[ARBEITSANWEISUNGEN]:
- A) Beantworten Sie anhand des Textauszugs die folgenden Fragen:
(i) Wie alt war Alexander Pechstein bei seiner frühen Erinnerung an das Atelier in der Kurfürstenstraße?
(ii) Was geschah mit den Skizzen, die der Großvater damals von ihm anfertigte?
(iii) Zu welcher Uhrzeit zog Max Pechstein oft morgens los?
- B) Prüfen Sie für jede Aussage, ob sie mit dem Textauszug übereinstimmt. Antworten Sie jeweils mit Ja oder Nein, und belegen Sie die Antwort mit dem entscheidenden Wortlaut des Textauszugs.
(i) Max Pechsteins Atelier befand sich in der Kurfürstenstraße in Berlin.
(ii) Nur Studenten durften das Atelier betreten.
(iii) Alexander Pechstein wunderte sich über blaue Bäume.
- C) Übertragen Sie den Abschnitt des Textauszugs von „Alexander Pechstein: Ja, die“ bis einschließlich „Max Pechstein erinnern?“ wortgetreu.

[TEXTAUSZUG]:

####################

Der Enkel Max Pechsteins erinnert sich: „Vögel wie ein V“
Alexander Pechstein ist der Enkel des Malers Max Pechstein. Ein Gespräch über seinen Großvater, den er „Maxe“ nennt, blaue Bäume und verbrannte Bilder.
taz: Herr Pechstein, gibt es eine frühe Erinnerung an Ihren Großvater?
Alexander Pechstein: Ja, die gibt es. Da war ich vier Jahre alt, in der Kurfürstenstraße in Berlin, da war sein Atelier. Ich sehe ihn mit einem Skizzenblock, wie er Skizzen von mir macht.
Was wurde aus den Skizzen?
Sie sind im Zweiten Weltkrieg mit dem Haus verbrannt.
Können Sie sich an frühe Reisen von Max Pechstein erinnern?
Ja, auch das. In Leba, in Pommern, da bin ich vier, fünf, dort wohnte mein Großvater bei den Möllers, den Eltern seiner zweiten Frau, Marta, wir waren im Sommerurlaub dort. Schemenhaft sehe ich ihn mit den Malutensilien, der Leinwand mit dem Keilrahmen, in die Dünen ziehen.
73, lebt ein paar Kilometer östlich von Kiel. Er hat eine Ausbildung als Grafiker, Zeichentrickfilme gemacht, dann im Bereich Marketing gearbeitet, den Pechstein-Verlag gegründet. Heute kümmert er sich um den Nachlass seines Großvaters, über den er einen Film gedreht hat.
Er hat in Berlin gelebt, obwohl er das Landleben liebte.
Ja, später in der Hubertusallee, Grunewald, dort lebte er fünf, sechs Jahre lang, schöne Villa. Er hatte die untere Etage. Ich kann mich erinnern, wie er im Garten steht und mit einer Säge Holz klein macht. Es war schön dort.
Sie durften in sein Atelier?
Jeder durfte das. Nach dem Krieg war er Professor an der Hochschule für Bildende Künste in Berlin, da kamen die Studenten ins Atelier und wir auch.
Und haben ihm über die Schulter geguckt?
Studenten durften ihm über die Schulter gucken, wir auch.
Andere nicht?
Wenn er irgendwo saß, und hat gemalt, etwa in Öl, und Touristen kamen, und haben ihn gefragt: „Warum malen Sie das Haus rot, das ist doch gelb, und warum den Baum blau, der ist doch grün?“, dann mochte er das nicht.
Er wollte nicht diskutieren.
Nein, nicht diskutieren. Deshalb ist er oft morgens schon um drei losgezogen, da war dann keiner, der ihn belästigt hat.
Haben Sie sich auch über blaue Bäume gewundert?
Überhaupt nicht! Ich bin in Ateliers aufgewachsen. Mein Stiefvater war der Maler Helmut Märksch, wir hatten ein Atelier in der Ruhlaer Straße 12 in Berlin, dort hab ich gewohnt. Ich hab als Kind Keilrahmen gebaut, Leinwände gespannt, mich hat interessiert, wie Maxe das gemacht hat, wie er umgesetzt hat, was er gesehen hat.

####################

[DATENZEILEN]:

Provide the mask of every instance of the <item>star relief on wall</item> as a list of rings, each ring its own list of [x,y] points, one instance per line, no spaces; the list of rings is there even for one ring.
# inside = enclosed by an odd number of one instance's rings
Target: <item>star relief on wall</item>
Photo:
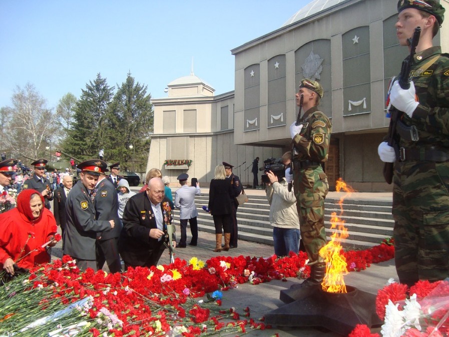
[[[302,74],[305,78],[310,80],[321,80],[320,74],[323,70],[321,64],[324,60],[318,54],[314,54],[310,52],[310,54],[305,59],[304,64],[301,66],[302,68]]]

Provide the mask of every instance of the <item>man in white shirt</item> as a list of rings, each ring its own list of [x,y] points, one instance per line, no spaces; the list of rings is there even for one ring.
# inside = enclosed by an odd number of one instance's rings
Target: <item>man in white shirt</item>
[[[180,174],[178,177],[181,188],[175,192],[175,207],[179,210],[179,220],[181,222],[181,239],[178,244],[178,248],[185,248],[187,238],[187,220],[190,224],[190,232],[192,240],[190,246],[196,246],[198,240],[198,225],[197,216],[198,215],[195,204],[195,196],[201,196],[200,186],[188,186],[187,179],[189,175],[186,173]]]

####################

[ERGEBNISSE]:
- A)
(i) Vier Jahre.
(ii) Sie sind im Zweiten Weltkrieg mit dem Haus verbrannt.
(iii) Um drei.

- B)
(i) Ja: „in der Kurfürstenstraße in Berlin, da war sein Atelier“
(ii) Nein: „Jeder durfte das.“
(iii) Nein: „Überhaupt nicht!“

- C)
Alexander Pechstein: Ja, die gibt es. Da war ich vier Jahre alt, in der Kurfürstenstraße in Berlin, da war sein Atelier. Ich sehe ihn mit einem Skizzenblock, wie er Skizzen von mir macht.
Was wurde aus den Skizzen?
Sie sind im Zweiten Weltkrieg mit dem Haus verbrannt.
Können Sie sich an frühe Reisen von Max Pechstein erinnern?